THE PROBLEM:
Extract all data as written.

* BEGIN INFORMATION GIVEN *

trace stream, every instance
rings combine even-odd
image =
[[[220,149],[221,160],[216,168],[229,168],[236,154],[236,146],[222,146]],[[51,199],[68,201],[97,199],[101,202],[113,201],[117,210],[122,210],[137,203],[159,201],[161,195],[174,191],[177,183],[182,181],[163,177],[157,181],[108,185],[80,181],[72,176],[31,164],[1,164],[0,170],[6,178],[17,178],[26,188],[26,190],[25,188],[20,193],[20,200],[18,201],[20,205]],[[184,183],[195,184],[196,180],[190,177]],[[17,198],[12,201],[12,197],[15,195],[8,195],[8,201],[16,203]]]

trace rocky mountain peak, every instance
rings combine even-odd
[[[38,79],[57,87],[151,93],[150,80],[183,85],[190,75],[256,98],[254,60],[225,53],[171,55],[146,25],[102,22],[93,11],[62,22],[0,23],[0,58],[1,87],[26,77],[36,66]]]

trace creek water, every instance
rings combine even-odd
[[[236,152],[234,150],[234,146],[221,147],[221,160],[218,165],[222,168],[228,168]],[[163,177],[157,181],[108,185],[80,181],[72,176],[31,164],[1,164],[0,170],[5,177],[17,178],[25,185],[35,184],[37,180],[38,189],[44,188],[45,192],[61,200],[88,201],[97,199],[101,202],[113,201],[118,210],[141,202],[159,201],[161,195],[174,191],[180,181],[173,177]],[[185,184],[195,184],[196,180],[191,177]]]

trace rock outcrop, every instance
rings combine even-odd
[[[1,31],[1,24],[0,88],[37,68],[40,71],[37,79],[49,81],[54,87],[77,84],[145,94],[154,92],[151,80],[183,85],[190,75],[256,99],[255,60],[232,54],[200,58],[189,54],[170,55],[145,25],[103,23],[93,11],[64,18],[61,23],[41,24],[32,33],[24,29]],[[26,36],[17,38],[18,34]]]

* END INFORMATION GIVEN *

THE OUTPUT:
trace stream, every instance
rings combine even-odd
image =
[[[220,149],[221,160],[216,168],[229,168],[236,154],[236,146],[222,146]],[[51,199],[68,201],[97,199],[101,202],[113,201],[117,210],[122,210],[137,203],[159,201],[161,195],[174,191],[177,183],[182,181],[163,177],[157,181],[108,185],[80,181],[72,176],[31,164],[1,164],[0,170],[6,178],[17,178],[26,188],[26,190],[25,188],[20,193],[20,200],[18,201],[20,205]],[[184,183],[195,184],[196,180],[190,177]],[[17,198],[12,201],[12,197],[15,195],[8,195],[8,201],[16,203]]]

trace rocky mountain peak, every instance
rings combine even-odd
[[[38,79],[57,87],[151,93],[150,80],[183,85],[190,75],[256,98],[254,60],[225,53],[171,55],[146,25],[102,22],[93,11],[62,22],[0,23],[0,58],[1,87],[26,77],[36,66]]]

trace creek water, every instance
rings combine even-odd
[[[236,152],[234,150],[234,146],[221,147],[221,160],[218,165],[222,168],[228,168]],[[163,177],[157,181],[108,185],[80,181],[72,176],[31,164],[1,164],[0,170],[5,177],[17,178],[25,185],[35,184],[37,180],[38,189],[44,188],[45,192],[61,200],[88,201],[97,199],[101,202],[113,201],[118,210],[141,202],[159,201],[161,195],[174,191],[180,181],[173,177]],[[185,184],[195,184],[196,180],[191,177]]]

trace rock outcrop, every instance
rings combine even-odd
[[[1,31],[1,24],[0,88],[37,68],[40,71],[37,79],[49,81],[54,87],[77,84],[145,94],[154,92],[151,80],[183,85],[190,75],[256,99],[255,60],[232,54],[200,58],[189,54],[170,55],[145,25],[103,23],[93,11],[64,18],[61,23],[41,24],[32,33],[24,29]],[[26,36],[17,38],[18,34]]]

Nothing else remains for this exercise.